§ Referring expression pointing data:
--
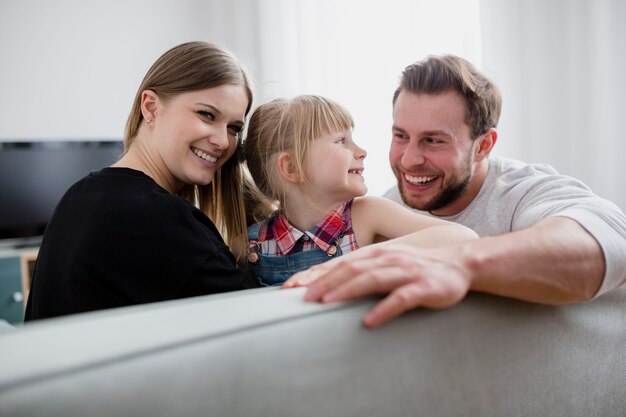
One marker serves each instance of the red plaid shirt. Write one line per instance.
(279, 238)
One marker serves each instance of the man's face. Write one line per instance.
(432, 154)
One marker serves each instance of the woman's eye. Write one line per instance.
(234, 130)
(206, 114)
--
§ PROBLEM TO WORK ON:
Print the records above verbatim, pictures excluded.

§ ANSWER TO THIS EXERCISE:
One marker serves each instance of the red plaid shirt. Write one line per instance.
(279, 238)
One marker serves each instance of the man's face. Write one line per instance.
(432, 154)
One marker serves each instance of the woman's eye. Write one line per instance.
(234, 130)
(206, 114)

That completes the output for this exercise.